▶ Passage provided
================================

How is AI getting our data, and what is it doing with it?
Jul 28, 2023, 1:00 PM | Updated: 2:16 pm
(AP Photo/Richard Drew, File)
SALT LAKE CITY — The introduction of sophisticated and accessible AI, like ChatGPT, into mainstream culture has brought this new wave of technology to the forefront of contemporary society. However, AI’s inauguration continues to be a controversial topic.
Among the many evolving concerns surrounding the danger AI can create for the public is: How does it get its data, and what is it doing with it?
How is AI getting its data?
Earl Foote, CEO and founder of Nexus IT, told Utah’s Morning News that these intelligence agencies use datasets that could include client data. But that’s not where they get most of their information.
“As these AI models, digest all of that data and learn from it, a lot of that data does contain personally identifiable information of random people like you and I,” he said. “Information that’s simply available on public websites on public record.”

================================

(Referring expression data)
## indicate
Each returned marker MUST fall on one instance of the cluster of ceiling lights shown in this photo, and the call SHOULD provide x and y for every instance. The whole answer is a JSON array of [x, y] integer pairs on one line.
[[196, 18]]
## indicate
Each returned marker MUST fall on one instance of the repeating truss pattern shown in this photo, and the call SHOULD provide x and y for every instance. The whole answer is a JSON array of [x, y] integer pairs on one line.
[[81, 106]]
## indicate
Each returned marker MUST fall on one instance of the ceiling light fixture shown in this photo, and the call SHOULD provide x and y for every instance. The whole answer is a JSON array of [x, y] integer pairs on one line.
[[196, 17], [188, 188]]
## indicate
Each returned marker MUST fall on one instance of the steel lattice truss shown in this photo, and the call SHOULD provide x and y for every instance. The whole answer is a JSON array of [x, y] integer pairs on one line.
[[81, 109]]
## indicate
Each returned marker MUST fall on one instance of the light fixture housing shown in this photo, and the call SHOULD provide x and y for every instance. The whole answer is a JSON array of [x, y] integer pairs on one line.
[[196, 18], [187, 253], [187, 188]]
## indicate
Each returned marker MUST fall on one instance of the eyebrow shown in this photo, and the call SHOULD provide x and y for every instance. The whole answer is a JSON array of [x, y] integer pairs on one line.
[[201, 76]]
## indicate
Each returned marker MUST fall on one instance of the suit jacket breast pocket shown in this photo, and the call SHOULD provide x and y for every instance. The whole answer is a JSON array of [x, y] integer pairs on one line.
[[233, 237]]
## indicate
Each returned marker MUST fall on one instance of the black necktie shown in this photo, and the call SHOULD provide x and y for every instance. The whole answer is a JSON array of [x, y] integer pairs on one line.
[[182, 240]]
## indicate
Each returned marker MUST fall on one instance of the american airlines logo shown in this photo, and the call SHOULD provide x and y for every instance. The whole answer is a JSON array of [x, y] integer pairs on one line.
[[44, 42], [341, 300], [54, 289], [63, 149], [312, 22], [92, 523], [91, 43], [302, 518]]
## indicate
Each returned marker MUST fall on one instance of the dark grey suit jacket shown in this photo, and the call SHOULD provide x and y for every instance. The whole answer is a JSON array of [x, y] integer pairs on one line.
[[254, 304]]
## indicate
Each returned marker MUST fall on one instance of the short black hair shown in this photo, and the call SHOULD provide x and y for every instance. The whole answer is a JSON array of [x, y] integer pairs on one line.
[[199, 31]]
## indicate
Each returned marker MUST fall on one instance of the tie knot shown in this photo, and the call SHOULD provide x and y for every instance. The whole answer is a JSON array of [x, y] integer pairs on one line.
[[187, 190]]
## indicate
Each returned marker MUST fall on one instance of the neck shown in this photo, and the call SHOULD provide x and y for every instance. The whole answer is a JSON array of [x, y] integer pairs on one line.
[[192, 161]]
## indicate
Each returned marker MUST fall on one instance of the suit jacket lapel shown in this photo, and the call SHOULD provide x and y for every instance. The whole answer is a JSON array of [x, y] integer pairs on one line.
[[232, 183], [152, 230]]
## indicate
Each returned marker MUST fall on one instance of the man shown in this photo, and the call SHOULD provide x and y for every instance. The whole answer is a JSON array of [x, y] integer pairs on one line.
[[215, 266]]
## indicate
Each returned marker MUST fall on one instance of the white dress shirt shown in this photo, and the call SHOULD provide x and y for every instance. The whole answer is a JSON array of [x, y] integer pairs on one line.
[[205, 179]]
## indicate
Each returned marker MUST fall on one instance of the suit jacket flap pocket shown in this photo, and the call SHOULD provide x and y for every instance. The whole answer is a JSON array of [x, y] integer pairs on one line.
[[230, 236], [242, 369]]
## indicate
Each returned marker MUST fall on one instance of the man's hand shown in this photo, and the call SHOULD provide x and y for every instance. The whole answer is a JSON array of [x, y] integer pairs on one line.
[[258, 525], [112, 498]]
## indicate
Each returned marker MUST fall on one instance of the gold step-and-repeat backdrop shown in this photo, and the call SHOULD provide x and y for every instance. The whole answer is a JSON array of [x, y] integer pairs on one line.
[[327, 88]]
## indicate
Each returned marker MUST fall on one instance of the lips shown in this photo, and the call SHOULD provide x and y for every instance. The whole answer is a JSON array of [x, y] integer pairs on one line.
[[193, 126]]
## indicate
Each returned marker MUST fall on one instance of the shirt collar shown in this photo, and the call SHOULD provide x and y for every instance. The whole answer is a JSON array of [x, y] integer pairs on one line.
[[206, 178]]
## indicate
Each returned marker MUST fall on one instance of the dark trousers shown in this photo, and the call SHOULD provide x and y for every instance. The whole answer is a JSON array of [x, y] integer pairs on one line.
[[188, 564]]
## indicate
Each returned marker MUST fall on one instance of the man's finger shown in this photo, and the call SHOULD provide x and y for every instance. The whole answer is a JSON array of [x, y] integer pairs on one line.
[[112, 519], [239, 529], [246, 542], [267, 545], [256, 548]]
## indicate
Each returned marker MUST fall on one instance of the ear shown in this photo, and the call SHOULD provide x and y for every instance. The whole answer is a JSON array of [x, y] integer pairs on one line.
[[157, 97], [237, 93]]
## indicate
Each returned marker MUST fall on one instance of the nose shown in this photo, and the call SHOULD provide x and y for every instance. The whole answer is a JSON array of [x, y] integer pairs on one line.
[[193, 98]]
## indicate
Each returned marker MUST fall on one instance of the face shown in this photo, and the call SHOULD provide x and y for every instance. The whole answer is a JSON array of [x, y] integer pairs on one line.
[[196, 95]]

================================

▶ Your objective
Reproduce verbatim the stretch of the article on AI and data that opens with the words "How is AI getting our" and closes with "its data, and what is it doing with it?".

▶ Result
How is AI getting our data, and what is it doing with it?
Jul 28, 2023, 1:00 PM | Updated: 2:16 pm
(AP Photo/Richard Drew, File)
SALT LAKE CITY — The introduction of sophisticated and accessible AI, like ChatGPT, into mainstream culture has brought this new wave of technology to the forefront of contemporary society. However, AI’s inauguration continues to be a controversial topic.
Among the many evolving concerns surrounding the danger AI can create for the public is: How does it get its data, and what is it doing with it?